Exercise description
Copy the data below exactly.

[Records from a data source]
--------
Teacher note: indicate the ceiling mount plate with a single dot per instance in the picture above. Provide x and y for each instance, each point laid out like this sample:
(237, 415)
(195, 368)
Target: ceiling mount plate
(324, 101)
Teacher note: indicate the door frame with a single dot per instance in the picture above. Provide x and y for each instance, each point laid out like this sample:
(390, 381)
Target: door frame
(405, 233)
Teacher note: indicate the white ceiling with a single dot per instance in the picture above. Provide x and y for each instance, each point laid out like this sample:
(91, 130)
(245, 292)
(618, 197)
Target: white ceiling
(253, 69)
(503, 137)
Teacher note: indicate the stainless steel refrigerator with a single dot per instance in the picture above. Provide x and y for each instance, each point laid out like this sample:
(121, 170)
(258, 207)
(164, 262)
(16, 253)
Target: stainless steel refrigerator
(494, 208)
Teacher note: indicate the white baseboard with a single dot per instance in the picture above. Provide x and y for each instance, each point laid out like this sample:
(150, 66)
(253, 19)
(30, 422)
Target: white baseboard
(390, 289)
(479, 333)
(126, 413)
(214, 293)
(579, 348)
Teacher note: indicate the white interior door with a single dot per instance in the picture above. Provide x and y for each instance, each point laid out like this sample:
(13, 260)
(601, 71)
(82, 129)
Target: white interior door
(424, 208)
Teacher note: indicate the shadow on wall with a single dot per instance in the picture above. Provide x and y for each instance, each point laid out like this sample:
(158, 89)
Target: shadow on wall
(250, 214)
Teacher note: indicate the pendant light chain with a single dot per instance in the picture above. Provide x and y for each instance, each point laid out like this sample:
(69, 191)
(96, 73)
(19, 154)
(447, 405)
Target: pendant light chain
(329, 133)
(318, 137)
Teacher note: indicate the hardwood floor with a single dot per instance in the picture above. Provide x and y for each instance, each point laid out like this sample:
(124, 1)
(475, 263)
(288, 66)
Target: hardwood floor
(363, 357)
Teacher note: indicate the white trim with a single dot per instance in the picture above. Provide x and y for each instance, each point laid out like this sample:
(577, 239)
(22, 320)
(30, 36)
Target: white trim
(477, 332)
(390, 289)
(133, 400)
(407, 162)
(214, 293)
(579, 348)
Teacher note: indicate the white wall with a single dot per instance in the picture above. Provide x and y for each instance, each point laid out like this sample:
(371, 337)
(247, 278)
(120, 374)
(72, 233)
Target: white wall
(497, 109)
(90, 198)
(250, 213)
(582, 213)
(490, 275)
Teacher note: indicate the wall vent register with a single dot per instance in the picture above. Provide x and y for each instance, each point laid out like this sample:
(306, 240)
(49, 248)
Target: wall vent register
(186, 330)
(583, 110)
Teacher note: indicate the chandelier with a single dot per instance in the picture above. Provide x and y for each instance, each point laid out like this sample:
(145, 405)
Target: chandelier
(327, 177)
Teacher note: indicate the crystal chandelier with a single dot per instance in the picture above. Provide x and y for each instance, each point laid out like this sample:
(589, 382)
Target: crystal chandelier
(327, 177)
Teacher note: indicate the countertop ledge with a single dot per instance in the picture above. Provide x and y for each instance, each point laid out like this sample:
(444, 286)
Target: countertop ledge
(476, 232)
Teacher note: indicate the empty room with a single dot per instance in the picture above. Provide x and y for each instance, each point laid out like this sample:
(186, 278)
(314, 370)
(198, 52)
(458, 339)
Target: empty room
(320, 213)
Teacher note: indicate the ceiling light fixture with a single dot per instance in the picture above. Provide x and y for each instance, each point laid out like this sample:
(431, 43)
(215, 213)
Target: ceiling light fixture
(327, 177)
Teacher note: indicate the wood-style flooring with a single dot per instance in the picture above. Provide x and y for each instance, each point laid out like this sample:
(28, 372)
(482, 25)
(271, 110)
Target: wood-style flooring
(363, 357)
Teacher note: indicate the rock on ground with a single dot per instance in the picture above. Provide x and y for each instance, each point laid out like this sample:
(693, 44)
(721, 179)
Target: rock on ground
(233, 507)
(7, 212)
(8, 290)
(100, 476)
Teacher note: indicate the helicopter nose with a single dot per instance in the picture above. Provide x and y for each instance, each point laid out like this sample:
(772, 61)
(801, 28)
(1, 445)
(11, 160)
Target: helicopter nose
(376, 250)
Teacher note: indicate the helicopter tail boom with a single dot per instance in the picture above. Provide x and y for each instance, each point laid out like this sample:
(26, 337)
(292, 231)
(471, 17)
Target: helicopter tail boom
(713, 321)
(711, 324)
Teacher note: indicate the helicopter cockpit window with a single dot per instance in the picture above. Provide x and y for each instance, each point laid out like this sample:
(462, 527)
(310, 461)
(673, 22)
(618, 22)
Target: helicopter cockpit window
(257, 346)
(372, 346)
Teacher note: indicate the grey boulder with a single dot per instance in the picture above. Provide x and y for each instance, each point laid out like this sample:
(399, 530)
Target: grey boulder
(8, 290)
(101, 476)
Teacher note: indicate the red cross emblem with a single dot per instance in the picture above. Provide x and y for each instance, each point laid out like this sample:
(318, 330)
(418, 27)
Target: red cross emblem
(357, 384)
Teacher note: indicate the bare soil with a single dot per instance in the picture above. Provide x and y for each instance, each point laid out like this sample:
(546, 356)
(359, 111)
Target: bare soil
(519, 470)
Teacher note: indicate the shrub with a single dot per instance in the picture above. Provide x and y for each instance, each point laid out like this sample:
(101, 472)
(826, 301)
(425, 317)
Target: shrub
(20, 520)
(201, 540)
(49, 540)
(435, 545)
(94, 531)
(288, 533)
--------
Exercise response
Teacher note: indicate the ceiling mount plate with a single dot per instance in the picture above. Provide x and y for each instance, each point laid out like this sample:
(237, 415)
(195, 368)
Target: ceiling mount plate
(324, 101)
Teacher note: indicate the door frame with a single dot per instance in the picture above. Provide x and y for each instance, each point laid out like this sample:
(390, 381)
Target: door frame
(405, 233)
Teacher note: indicate the white ceiling with a single dot per instance in the picture above. Provide x and y for each instance, each point laid out like this sample:
(91, 130)
(245, 292)
(618, 197)
Target: white ceiling
(253, 69)
(503, 137)
Teacher note: indicate the stainless steel refrigerator with a single dot per instance in the picture above. Provide x and y for each instance, each point laid out like this sample:
(121, 170)
(258, 207)
(164, 262)
(16, 253)
Target: stainless steel refrigerator
(494, 208)
Teacher note: indicate the white baseboard with a single dot per instance in the picture above. Provide x and y for each instance, each point laid out like this sample:
(150, 66)
(253, 19)
(30, 422)
Target: white baseboard
(390, 289)
(479, 333)
(126, 413)
(214, 293)
(579, 348)
Teacher note: indicate the white interior door with a single dot per instance in the picture above. Provide x and y for each instance, each point laid out like this sample:
(13, 260)
(601, 71)
(82, 129)
Target: white interior door
(424, 208)
Teacher note: indicate the shadow on wall with a single dot per instance in the picture above. Provide x and y for each instance, each point laid out like this sample:
(158, 89)
Target: shadow on wall
(250, 214)
Teacher note: indicate the pendant light chain with a single dot per instance in the picture above. Provide x and y for each instance, each point laid out like this sample:
(69, 191)
(96, 73)
(19, 154)
(447, 405)
Target: pendant light chain
(329, 133)
(318, 137)
Teacher note: indicate the hardwood floor with a single dot per instance in the picture above. Provide x and y for each instance, each point laid out like this sample:
(124, 1)
(475, 263)
(288, 66)
Target: hardwood floor
(363, 357)
Teacher note: indicate the white trim with a single dot per instance in the picture above. Provide x and y for each instance, each point laid out like this sample:
(577, 239)
(22, 320)
(30, 36)
Target: white trim
(477, 332)
(390, 289)
(133, 400)
(407, 162)
(214, 293)
(579, 348)
Teacher note: indicate the white wall with a single dot per instance in the picture above. Provide x and y for each instance, each point laid out like this sample:
(371, 337)
(247, 278)
(120, 374)
(72, 233)
Target: white wall
(497, 109)
(90, 198)
(250, 213)
(582, 213)
(490, 275)
Teacher note: indicate the wall vent register with a single dot per instance in the picture above. Provide x and y for each instance, each point laid out like this sample:
(306, 240)
(49, 248)
Target: wall vent register
(186, 330)
(583, 110)
Teacher note: indicate the chandelier with a single dot per instance in the picture above. Provide x and y for each instance, each point laid out like this sample:
(145, 405)
Target: chandelier
(327, 177)
Teacher note: indicate the crystal chandelier with a single dot per instance in the picture above. Provide x and y for each instance, each point laid out like this sample:
(589, 382)
Target: crystal chandelier
(327, 177)
Teacher note: indicate the countertop ledge with a single dot per instance in the picture above. Provide x and y for each instance, each point laid out like this sample:
(444, 286)
Target: countertop ledge
(476, 232)
Teacher note: indicate the empty room with a single dot per instance in the picture above. Provide x and y for each instance, each point laid out like this sample:
(186, 278)
(314, 370)
(198, 52)
(458, 339)
Target: empty room
(320, 213)
Teacher note: indicate the ceiling light fixture with a single dot per instance in the picture above. Provide x and y for each instance, each point laid out like this sample:
(431, 43)
(215, 213)
Target: ceiling light fixture
(327, 177)
Teacher note: indicate the wood-style flooring with a single dot per instance in the picture above. Provide x and y for each instance, each point laid out like this sample:
(28, 372)
(482, 25)
(271, 110)
Target: wood-style flooring
(363, 357)
Teacher note: indicate the rock on ground with a single dot per instance in the picture above. Provide x and y for each instance, each point laid out like this sample:
(693, 44)
(721, 179)
Target: rock on ground
(233, 507)
(7, 212)
(8, 290)
(100, 476)
Teacher note: indicate the helicopter nose with a single dot per instance in the picture above. Provide x and y for each instance, each point laid out like this sample:
(772, 61)
(801, 28)
(1, 445)
(11, 160)
Target: helicopter nose
(376, 250)
Teacher note: indicate the helicopter tail boom with a single dot per instance in the picture above. Provide x and y for each instance, each point laid out like this sample:
(26, 337)
(292, 231)
(471, 17)
Target: helicopter tail boom
(713, 321)
(711, 324)
Teacher note: indicate the helicopter cockpit window with a single dot per instance in the picture above. Provide x and y for each instance, each point laid out like this sample:
(462, 527)
(310, 461)
(673, 22)
(618, 22)
Target: helicopter cockpit window
(257, 346)
(372, 346)
Teacher note: indicate the grey boulder with a single dot per instance in the picture above. Provide x and y for each instance, each point laid out like this sample:
(399, 530)
Target: grey boulder
(8, 290)
(101, 476)
Teacher note: indicate the red cross emblem with a single dot per instance in the picture above. Provide x and y for each instance, each point laid out like this sample:
(318, 330)
(418, 27)
Target: red cross emblem
(357, 384)
Teacher note: indicate the bare soil with a single dot per instance in the picture above. Provide x and y for each instance, each point laid out like this sample:
(546, 356)
(359, 111)
Target: bare soil
(519, 470)
Teacher note: indicate the shrub with a single dot per instance in the picture above. Provide x and y for each instance, each point laid out like this sample:
(101, 472)
(826, 301)
(425, 317)
Target: shrub
(20, 520)
(201, 540)
(49, 540)
(435, 545)
(94, 531)
(288, 533)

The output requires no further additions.